Document passage:
E-pistle March 5

New Creations
 
A college graduation beckons Becky and me to Brazil.  College graduations are usually good things and the kind of things family and friends like to attend.  5,000 miles is not too far to travel for a graduation soaked with the grace of God. 
 
On Sunday evening we will attend the “culto de formatura,” graduation worship, for our friend Nilceía Fernandes.  On Monday evening we will be at the graduation itself.  I will preach at culto de formatura.  My text will be from Judges 6, the call of Gideon.  The angel of the Lord insists that Gideon is a mighty warrior who is being called to free his people from the oppression of the Midianites.  Gideon replies that he is the youngest member of the least family of the smallest tribe in Israel.  The angel says, "Go in this strength of yours."  I'm not going to talk much about fleeces or lapping water like a dog.  Just about being the youngest member in the least family of the smallest tribe and then going in this strength of yours.
 
Becky and I met Nilcéia nine years ago.  She was a fifth-grade dropout and a seamstress doing piece work in a sweat shop.  Nilcéia lived with her family in a shantytown, or favela, so riddled by crime and violence that we were unable to visit by night.  She had little hope of ever escaping the poverty and hopelessness of the favela.  But God had different ideas.  Through the work of Igreja Presbiteriana no Jardím America, Nilcéia came to know the hope of the God that does not disappoint. The church offered what we might call a GED program and Nilcéia completed it.  God gave her a dream of one day becoming a Christian counselor whose work would bring his healing balm especially to women of the favelas.  But that meant a college degree, and women from the favela don’t get college degrees. Five times Nilcéia took the rigorous college entrance exam and five times she failed. But God had given her a dream and she persisted. The sixth attempt was successful. Through the missional partnership with our former church, Nilcéia received the financial support she needed to make her tuition payments and through the encouragement of her wonderful husband, Emerson, and by the grace of God, she ran the course. Culto de formatura will be filled with joy and thanksgiving. Nilcéia has not yet found a job. There aren’t many jobs for women from the favela who want to bring God’s healing balm to their sisters. But Nilcéia knows the one who has told her to “go in this strength of yours.”

Extracted records:
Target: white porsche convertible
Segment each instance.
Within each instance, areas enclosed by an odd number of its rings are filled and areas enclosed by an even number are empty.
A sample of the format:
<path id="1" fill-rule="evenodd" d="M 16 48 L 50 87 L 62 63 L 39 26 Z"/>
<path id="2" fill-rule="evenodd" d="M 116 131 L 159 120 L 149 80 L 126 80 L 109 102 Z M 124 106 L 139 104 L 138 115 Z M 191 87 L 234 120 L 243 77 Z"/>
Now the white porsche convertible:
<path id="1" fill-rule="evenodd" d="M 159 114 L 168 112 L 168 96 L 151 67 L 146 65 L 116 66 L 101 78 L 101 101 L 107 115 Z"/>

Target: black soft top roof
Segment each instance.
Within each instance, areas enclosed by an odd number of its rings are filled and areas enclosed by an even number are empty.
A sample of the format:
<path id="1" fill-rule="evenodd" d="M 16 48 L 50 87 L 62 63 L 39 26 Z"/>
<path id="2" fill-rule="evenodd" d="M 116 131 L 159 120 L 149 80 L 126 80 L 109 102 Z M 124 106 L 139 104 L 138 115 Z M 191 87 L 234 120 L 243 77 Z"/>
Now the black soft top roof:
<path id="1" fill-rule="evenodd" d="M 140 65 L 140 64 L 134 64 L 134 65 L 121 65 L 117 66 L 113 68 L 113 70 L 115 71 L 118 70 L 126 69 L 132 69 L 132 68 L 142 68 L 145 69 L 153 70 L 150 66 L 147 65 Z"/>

What the task asks:
Please go on with the e-pistle about Nilcéia's graduation, picking up right after its final sentence.

Exercise response:
We will also spend time in the home of another remarkable favela woman named Jendira. Jendira is the mother of three sons, Leandro and Leonardo both in their early 20’s, and their younger teenage brother, Luiz. (The photo shows Jedira with Leandro and Leonardo to her immediate right and friends Fabinho, Itamar and Edvan,who always count on Jendira's house to be a place of warm acceptance.) About a dozen years ago Jendira’s husband and the boys’ father was shot in a drug deal gone bad.  No one knows exactly what happened, but he was left partially paralyzed and lived another nine years or so with a festering wound and constant pain.  All the while Jendira supported her family with the income earned from her one-chair beauty salon.  As the boys grew older, they began to be lured into life on the streets and in the alleys of the favela. But once again, God had better plans for their lives. Leandro and Leonardo are now baptized members of the church. Leandro is a deacon and hopes to finish his college education in another year or so. Leonardo has a steady job and is a worship leader and works with the children’s program at the church. Luiz has not yet decided if he will lead a life more like his father’s or more like his older brothers. Jendira’s house, where she raised her three sons and cared for her wounded husband, was recently bulldozed by the government – the people of the favela have no property rights. They have found a new place to live, but Leonardo says it is small and dark.  Still, Becky and I look forward to Jendira’s hospitality that is always great and full of light. 
 
Finally, we will visit with James and his family. James was just twelve when we first met him.  Like Jendira’s husband and Leandro’s, Leonardo’s and Luiz’s father, James’ father was caught up in drug use and petty crime.  He wasn’t much of a dad.  By God’s grace, James was never tempted by the ways of the street. At Igreja Presbiteriana he found safety and love that was lacking at home.  He met a group of men who were willing to do some of the things that a good father does for his son.  He brought his younger sisters to church and Sunday School and Vacation Bible School. In his time, God used James to bring first his mother and then his father to faith, as well.  His mom who once seemed so beaten down by life smiles with a shy smile and his father has been clean for a couple of years now and works whenever he can find a job. After several attempts at the college entrance exam, James, too, passed and began his first semester just last month. 
 
To call the favela a hopeless place is, if anything, a gross understatement. But Nilcéia, Jendira and her sons and James and his family are amazing reminders that hope in Christ knows no limits; indeed, it is a solid rock – all other ground is sinking sand.